Task set:
[A] In the court opinion excerpt, what position did Jeffry Black hold before his termination?
[B] Swap "terminated" for "fired" in the court opinion excerpt, giving the part starting with "This appeal arises" and going on through "to this Court.".

[Opening Text segment section]

Hon. Lawrence G. Wasden, Attorney General, Boise, for respondents. Carl J. Withroe argued.

J. JONES, Justice.

This appeal arises from the termination of Jeffry Black, the former Executive Director of the Idaho Peace Officer Standards and Training Council (POST). Black asserts that the Idaho State Police (ISP) violated two provisions of the Idaho Protection of Public Employees Act (commonly, the " Whistleblower Act" ) when it terminated him. The district court granted summary judgment in favor of ISP, holding that Black failed to engage in activity protected under the Whistleblower Act. Black filed a timely appeal to this Court.

[Closing Text segment section]
[Opening Recorded data section]

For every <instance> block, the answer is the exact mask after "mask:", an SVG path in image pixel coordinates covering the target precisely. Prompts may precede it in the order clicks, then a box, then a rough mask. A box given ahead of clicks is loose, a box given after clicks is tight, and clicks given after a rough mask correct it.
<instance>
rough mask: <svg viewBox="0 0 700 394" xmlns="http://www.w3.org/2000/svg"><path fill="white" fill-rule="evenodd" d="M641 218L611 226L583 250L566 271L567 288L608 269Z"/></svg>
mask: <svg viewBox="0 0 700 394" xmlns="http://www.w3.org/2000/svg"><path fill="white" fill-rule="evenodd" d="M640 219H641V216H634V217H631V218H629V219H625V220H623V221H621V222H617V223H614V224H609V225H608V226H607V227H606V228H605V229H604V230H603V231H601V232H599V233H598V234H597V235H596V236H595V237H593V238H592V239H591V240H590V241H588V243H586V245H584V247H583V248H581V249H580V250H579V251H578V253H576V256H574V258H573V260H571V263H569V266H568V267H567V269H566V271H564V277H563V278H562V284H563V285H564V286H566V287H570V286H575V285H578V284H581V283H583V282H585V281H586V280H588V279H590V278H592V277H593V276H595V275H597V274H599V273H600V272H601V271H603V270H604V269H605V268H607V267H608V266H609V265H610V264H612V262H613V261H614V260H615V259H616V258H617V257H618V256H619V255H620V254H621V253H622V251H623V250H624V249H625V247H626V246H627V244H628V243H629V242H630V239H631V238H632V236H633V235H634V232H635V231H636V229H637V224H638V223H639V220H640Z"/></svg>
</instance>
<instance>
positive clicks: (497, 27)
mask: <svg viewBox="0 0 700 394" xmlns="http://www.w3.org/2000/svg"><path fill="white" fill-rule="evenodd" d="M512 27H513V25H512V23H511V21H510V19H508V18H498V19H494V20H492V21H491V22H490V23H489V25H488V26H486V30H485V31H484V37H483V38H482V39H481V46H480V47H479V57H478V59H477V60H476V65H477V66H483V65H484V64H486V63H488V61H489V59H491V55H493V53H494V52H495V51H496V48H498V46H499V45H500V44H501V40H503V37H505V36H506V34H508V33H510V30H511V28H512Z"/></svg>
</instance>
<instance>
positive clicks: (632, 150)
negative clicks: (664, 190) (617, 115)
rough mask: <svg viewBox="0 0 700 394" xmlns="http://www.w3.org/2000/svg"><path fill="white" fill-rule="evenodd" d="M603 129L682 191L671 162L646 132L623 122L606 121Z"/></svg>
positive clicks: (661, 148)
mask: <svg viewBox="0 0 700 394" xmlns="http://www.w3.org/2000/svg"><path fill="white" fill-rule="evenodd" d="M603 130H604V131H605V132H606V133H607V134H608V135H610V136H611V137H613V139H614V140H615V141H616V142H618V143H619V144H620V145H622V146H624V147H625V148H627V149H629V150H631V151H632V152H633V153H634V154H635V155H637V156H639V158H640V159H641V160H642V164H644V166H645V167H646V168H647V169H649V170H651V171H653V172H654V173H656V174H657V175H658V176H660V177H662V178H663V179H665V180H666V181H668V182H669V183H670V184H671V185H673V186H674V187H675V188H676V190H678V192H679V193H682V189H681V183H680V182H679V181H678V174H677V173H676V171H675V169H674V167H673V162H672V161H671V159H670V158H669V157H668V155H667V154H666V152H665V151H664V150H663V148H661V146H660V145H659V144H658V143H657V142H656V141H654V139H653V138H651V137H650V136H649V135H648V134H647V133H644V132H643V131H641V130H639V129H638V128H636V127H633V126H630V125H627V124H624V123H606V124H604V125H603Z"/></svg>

[Closing Recorded data section]

Answers to the problems:
[A] Executive Director of the Idaho Peace Officer Standards and Training Council (POST)

[B]
This appeal arises from the termination of Jeffry Black, the former Executive Director of the Idaho Peace Officer Standards and Training Council (POST). Black asserts that the Idaho State Police (ISP) violated two provisions of the Idaho Protection of Public Employees Act (commonly, the " Whistleblower Act" ) when it fired him. The district court granted summary judgment in favor of ISP, holding that Black failed to engage in activity protected under the Whistleblower Act. Black filed a timely appeal to this Court.